* begin *

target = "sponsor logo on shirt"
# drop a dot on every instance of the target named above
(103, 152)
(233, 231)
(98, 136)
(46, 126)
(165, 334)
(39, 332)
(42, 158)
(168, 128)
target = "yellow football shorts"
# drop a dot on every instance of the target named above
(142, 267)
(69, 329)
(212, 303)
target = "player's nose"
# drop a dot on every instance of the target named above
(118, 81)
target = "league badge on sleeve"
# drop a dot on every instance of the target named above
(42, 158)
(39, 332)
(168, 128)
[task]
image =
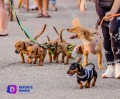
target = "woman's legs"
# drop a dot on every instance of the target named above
(53, 2)
(3, 19)
(107, 43)
(45, 7)
(115, 38)
(39, 4)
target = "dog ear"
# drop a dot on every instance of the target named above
(76, 22)
(36, 50)
(61, 35)
(56, 44)
(48, 38)
(25, 45)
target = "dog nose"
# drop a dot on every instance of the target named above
(30, 57)
(68, 72)
(52, 48)
(16, 51)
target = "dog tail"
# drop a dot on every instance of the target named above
(61, 34)
(40, 32)
(56, 31)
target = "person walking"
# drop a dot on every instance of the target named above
(43, 8)
(111, 33)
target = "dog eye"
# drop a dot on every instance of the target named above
(72, 67)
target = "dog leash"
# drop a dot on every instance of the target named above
(113, 15)
(21, 26)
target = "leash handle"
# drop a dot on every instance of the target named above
(113, 15)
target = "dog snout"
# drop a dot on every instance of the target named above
(52, 49)
(67, 29)
(16, 51)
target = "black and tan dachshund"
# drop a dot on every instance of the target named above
(84, 74)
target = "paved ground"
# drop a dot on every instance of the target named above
(50, 81)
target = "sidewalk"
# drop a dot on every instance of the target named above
(50, 81)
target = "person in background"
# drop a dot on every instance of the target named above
(42, 8)
(111, 33)
(53, 3)
(3, 19)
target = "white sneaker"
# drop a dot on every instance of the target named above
(109, 73)
(117, 70)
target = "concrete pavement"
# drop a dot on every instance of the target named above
(50, 81)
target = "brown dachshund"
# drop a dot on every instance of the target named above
(21, 46)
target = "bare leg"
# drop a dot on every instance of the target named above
(39, 4)
(3, 19)
(100, 61)
(45, 8)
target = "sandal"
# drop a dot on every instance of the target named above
(39, 15)
(46, 15)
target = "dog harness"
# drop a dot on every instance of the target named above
(88, 74)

* end *

The pictures in the entries should be left out; output everything else exactly.

target = "sponsor logo on shirt"
# drop a dot on every instance of the target named above
(103, 152)
(233, 231)
(98, 136)
(46, 126)
(165, 334)
(39, 332)
(42, 158)
(168, 128)
target = "yellow football shorts"
# drop a dot on every instance of the target named above
(142, 267)
(69, 329)
(212, 303)
target = "player's nose"
# drop a dot on every instance of the target named above
(118, 81)
target = "league badge on sleeve"
# drop a dot on every instance of the target named above
(42, 158)
(39, 332)
(168, 128)
[task]
image =
target = "woman's legs"
# drop a dot on every instance of the target named above
(53, 2)
(3, 19)
(107, 43)
(45, 7)
(115, 38)
(39, 4)
target = "dog ear"
# drop a dot on every instance of the target named above
(76, 22)
(36, 50)
(61, 35)
(56, 44)
(48, 38)
(25, 45)
target = "dog nose"
# drop a dot on every instance of the target named above
(30, 57)
(68, 72)
(52, 48)
(16, 51)
target = "dog tail"
# drop a dot on every instance of the target named above
(61, 34)
(40, 32)
(56, 31)
target = "person walking"
# drop a dot on every instance of the target named above
(43, 8)
(111, 33)
target = "dog eye"
# drop a dot on every instance of the target named above
(72, 67)
target = "dog leash"
# drop a dot on every instance of the target named above
(113, 15)
(21, 26)
target = "leash handle"
# drop a dot on every instance of the target named above
(113, 15)
target = "dog snout"
# drop a dot on every instance of the target named above
(52, 49)
(67, 29)
(16, 51)
target = "black and tan dachshund"
# drop a dot on every instance of the target named above
(84, 74)
target = "paved ground"
# drop a dot on every instance of the target named above
(50, 81)
target = "sidewalk"
# drop a dot on every instance of the target named above
(50, 81)
target = "person in background"
# drop a dot on every instance of the target named above
(42, 8)
(111, 33)
(53, 3)
(3, 19)
target = "white sneaker"
# drop a dot on every instance of the target named above
(109, 73)
(117, 70)
target = "concrete pavement"
# drop a dot on every instance of the target named above
(50, 81)
target = "brown dachshund"
# drop a dot on every instance of the target named above
(21, 46)
target = "bare leg"
# drop a dot on every instance of the target named above
(39, 4)
(3, 19)
(100, 61)
(45, 8)
target = "sandal"
# drop a dot on every instance of the target named above
(39, 15)
(46, 15)
target = "dog harness"
# drop a dot on every instance of the target named above
(88, 74)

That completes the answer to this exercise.